### DATA FOR PROCESSING ###

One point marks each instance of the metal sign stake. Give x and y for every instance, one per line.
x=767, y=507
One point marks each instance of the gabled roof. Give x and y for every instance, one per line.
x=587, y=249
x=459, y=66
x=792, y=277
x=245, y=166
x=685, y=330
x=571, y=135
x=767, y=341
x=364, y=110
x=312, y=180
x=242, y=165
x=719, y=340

###

> **WRITTEN TASK**
Rewrite the items above, changing "Give" to "List" wherever it occurs and leaving everything else unchanged.

> **SOLUTION TO THE PROBLEM**
One point marks each instance of the metal sign stake. List x and y for every instance, one per line.
x=767, y=507
One point marks each instance of the gabled roof. List x and y for every instance, one per line.
x=587, y=249
x=459, y=66
x=792, y=277
x=245, y=166
x=685, y=330
x=571, y=135
x=767, y=341
x=364, y=110
x=312, y=180
x=242, y=165
x=719, y=340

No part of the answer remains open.